Which lines of the records contain the word "plant"? Return every one of them in full, treating uppercase and lowercase as different.
++++ Input material ++++
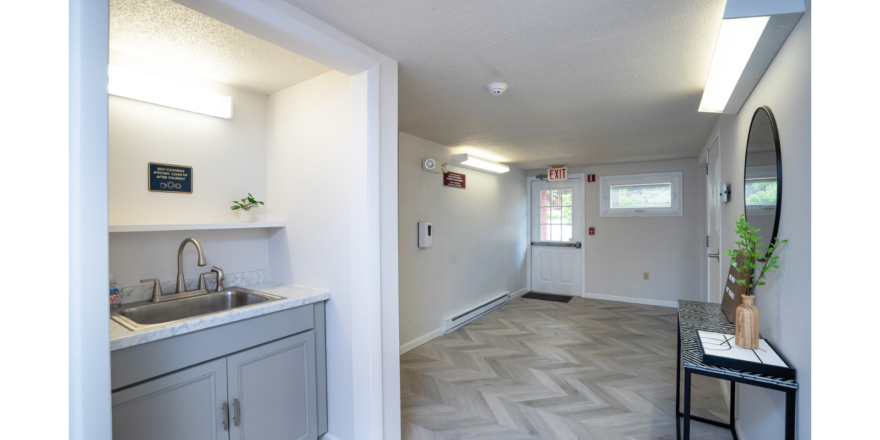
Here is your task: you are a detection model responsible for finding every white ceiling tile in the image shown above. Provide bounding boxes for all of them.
[110,0,331,95]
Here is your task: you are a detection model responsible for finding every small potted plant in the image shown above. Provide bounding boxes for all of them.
[232,193,266,223]
[725,214,788,350]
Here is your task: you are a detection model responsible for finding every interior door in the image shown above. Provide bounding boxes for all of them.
[706,139,723,303]
[227,331,318,440]
[531,179,585,297]
[113,359,229,440]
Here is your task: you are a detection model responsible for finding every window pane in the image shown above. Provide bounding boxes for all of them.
[746,179,779,205]
[611,183,672,209]
[552,208,562,225]
[562,226,574,241]
[561,189,574,206]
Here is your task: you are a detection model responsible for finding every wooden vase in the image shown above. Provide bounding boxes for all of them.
[736,295,761,350]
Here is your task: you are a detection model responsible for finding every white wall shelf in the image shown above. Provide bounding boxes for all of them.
[110,222,285,233]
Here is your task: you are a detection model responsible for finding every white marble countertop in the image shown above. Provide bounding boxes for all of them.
[110,281,330,352]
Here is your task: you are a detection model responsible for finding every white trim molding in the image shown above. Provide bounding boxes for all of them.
[400,288,530,356]
[400,327,443,356]
[584,293,678,309]
[510,287,532,301]
[67,0,113,440]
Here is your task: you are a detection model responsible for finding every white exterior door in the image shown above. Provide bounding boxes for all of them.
[706,140,724,303]
[531,178,585,297]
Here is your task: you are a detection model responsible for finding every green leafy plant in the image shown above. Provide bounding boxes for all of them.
[725,214,788,296]
[232,193,266,211]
++++
▶ [Exercise output]:
Here is your task: you are a detection model responsible for finding every small potted plant in the image shown above. Provide bounding boxes for all of them.
Here is your task: you are a detection model responsible for finding every green leafy plant in the image shown above. Provide bounding boxes for all of them.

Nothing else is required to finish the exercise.